_Stated exercise_
Update the data below by replacing every "pixel coordinates" with "image coordinates" and leaving all other text unchanged.

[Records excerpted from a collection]

[Begin]

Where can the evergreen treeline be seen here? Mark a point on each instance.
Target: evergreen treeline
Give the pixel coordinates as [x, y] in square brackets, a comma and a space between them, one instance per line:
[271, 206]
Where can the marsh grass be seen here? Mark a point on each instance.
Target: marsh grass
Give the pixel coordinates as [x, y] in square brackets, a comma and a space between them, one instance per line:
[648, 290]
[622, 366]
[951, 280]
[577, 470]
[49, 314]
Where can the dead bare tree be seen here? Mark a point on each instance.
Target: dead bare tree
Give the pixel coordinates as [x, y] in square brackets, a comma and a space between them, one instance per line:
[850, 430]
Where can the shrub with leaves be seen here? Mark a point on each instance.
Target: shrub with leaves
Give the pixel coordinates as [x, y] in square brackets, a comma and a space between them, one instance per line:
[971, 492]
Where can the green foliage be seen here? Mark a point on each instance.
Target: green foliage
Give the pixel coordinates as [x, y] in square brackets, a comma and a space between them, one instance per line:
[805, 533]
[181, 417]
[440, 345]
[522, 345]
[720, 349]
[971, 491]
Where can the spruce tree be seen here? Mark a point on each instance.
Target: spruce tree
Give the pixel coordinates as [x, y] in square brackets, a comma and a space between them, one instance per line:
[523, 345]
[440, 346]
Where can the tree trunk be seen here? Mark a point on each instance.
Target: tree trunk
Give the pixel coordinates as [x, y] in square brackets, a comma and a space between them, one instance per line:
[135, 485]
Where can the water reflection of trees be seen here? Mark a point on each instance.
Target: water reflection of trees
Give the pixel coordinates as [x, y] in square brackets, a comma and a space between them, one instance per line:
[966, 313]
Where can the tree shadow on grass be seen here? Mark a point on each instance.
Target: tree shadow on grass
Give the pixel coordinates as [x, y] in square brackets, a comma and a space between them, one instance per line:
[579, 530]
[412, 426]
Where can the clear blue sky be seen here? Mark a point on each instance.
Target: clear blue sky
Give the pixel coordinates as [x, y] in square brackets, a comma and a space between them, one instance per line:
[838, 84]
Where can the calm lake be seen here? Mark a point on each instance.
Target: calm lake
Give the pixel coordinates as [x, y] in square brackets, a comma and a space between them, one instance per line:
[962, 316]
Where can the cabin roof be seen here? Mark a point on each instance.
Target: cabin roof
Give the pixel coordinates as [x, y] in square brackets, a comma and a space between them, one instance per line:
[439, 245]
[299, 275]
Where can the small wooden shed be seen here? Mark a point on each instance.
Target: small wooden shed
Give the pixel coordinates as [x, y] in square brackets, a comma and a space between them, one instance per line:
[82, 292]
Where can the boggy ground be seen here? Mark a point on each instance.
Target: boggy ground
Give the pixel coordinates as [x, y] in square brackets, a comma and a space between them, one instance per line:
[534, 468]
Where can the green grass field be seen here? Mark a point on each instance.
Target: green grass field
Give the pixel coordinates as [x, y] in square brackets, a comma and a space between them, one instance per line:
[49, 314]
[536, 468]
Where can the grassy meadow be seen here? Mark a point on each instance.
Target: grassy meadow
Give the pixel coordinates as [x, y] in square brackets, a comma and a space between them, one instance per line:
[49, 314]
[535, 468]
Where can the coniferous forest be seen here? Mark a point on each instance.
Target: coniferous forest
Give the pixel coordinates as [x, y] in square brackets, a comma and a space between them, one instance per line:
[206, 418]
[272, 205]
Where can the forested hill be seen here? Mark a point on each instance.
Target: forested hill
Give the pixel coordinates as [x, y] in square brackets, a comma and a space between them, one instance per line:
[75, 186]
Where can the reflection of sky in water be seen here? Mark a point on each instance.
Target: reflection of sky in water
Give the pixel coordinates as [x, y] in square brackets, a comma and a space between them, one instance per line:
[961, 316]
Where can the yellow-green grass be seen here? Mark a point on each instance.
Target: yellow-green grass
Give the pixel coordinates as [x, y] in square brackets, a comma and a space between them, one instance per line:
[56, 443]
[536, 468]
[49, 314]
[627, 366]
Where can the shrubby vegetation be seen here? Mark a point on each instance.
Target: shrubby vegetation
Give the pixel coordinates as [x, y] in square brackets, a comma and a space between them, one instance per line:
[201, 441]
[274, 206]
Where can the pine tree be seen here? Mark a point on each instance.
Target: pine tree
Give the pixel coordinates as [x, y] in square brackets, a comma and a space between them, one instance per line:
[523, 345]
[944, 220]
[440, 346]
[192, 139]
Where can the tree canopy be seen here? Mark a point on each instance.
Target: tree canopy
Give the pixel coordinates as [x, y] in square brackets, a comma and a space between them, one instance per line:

[End]

_Reply to the exercise_
Where can the evergreen treeline be seen here? Mark a point on each instance.
Target: evergreen treeline
Give the image coordinates as [x, y] in square brackets, a comma and a space between them, one instance per line:
[271, 206]
Where can the marsh grass be seen here? Mark a point on each instance.
Target: marsh grass
Give the image coordinates as [x, y] in square brackets, a comma and a space between them, one instance per line:
[648, 290]
[622, 366]
[951, 280]
[577, 470]
[49, 314]
Where can the dead bare tree be seen here? Mark a point on each instance.
Target: dead bare tree
Give the image coordinates as [x, y] in square brackets, a comma and a space between them, one instance per line:
[850, 430]
Where can the shrub with leaves be seen here? Mark a point on each instance.
Target: shrub with leaves
Give the image coordinates as [x, y] in square brackets, a comma and a space between them, one instance per line:
[971, 492]
Where can the green foliage be seen here? Mark a point on each instance.
Target: green foliage
Give the image coordinates as [x, y] in square brackets, a comma and a space between them, one instance per line:
[805, 533]
[181, 417]
[440, 345]
[522, 345]
[720, 349]
[971, 491]
Where can the spruce tree be seen here? Mark a point on each instance.
Target: spruce tree
Give the image coordinates as [x, y] in square brackets, a comma and a space between them, one instance per line:
[523, 345]
[440, 346]
Where can the tree trunk be seen here? Mark a point on each instance.
Target: tree trunk
Give the image coordinates as [x, y] in square brackets, a comma and a space between them, one instance per line:
[135, 485]
Where can the water reflection of trees be seen here? Mark a point on each instance.
Target: water reflection of trees
Give the image coordinates as [x, y] in square brackets, a comma and a space between them, one instance per line:
[966, 313]
Where can the tree shadow on grass be seen here? Mark a point on each instance.
Target: tree shadow on grass
Give the image coordinates as [x, y] in square brackets, a comma and a space between them, one instance per line:
[579, 530]
[412, 426]
Where can the clear blue sky be seen here? Mark a point on each instance.
Target: clear blue sky
Give the image coordinates as [x, y] in square brackets, a comma and a space between them, one instance per line:
[838, 84]
Where can the calm lake be seen here? Mark a point on each instance.
Target: calm lake
Give the image coordinates as [x, y] in square brackets, a comma and a space between them, one instance per line:
[962, 316]
Where can the cabin roof be seen here? Mark a point on each instance.
Target: cabin roof
Give the image coordinates as [x, y] in square brackets, a comma and a space between them, one instance per line:
[439, 245]
[299, 275]
Where can the small wooden shed be seen here? Mark a point on each instance.
Target: small wooden shed
Give the image coordinates as [x, y] in square brackets, a comma and a space between them, one instance per line:
[82, 292]
Where can the boggy ground be seen here? Mark a point on each instance.
Target: boggy ground
Give the image coordinates as [x, y] in square brackets, a comma and a space between them, one instance per line:
[534, 468]
Where can the green grass field be seen here? Mark a point on each instance.
Target: green grass field
Give the image coordinates as [x, y] in square brackets, a comma and a space between them, one instance per line:
[49, 314]
[536, 468]
Where can the grassy meadow be seen here? Mark a point on each instance.
Target: grassy meadow
Give the image coordinates as [x, y] in square brackets, a comma and a space between them, one instance per line:
[49, 314]
[535, 468]
Where can the coniferous forest be seen here? Mark a point on each instance.
Target: coniferous forest
Give the image coordinates as [x, y] in square brackets, a comma and a space between them, one instance per line:
[206, 418]
[272, 205]
Where can the forested hill be seen here? Mark a point on each instance.
Target: forested hill
Give the image coordinates as [x, y] in square brackets, a comma and a space between them, one instance per line:
[75, 186]
Where can the reflection of sky in water be seen here? Mark a point on each instance.
Target: reflection of sky in water
Give the image coordinates as [x, y] in square brackets, a comma and a space between them, one instance per line:
[961, 316]
Where can the yellow-green grass be seen here? Mark a point on each instance.
Target: yellow-green grass
Give the image coordinates as [x, y] in square brackets, a comma and a space between them, one instance per line:
[56, 443]
[536, 468]
[49, 314]
[627, 366]
Where can the shrubby vegetation be seen here? Mark a point on each instance.
Target: shrubby vegetation
Give the image coordinates as [x, y] in square brackets, a comma and a space between them, one instance per line:
[201, 441]
[274, 206]
Where can the pine tree be seen here? Mark a point on each instance.
Target: pine tree
Give the image coordinates as [x, y] in square brackets, a comma and a space between them, one instance per line:
[523, 345]
[944, 220]
[440, 346]
[192, 139]
Where can the tree canopy be seen here? Mark a point on each instance.
Target: tree canopy
Give the image coordinates as [x, y] in square brackets, a comma and a space between them, one instance per line:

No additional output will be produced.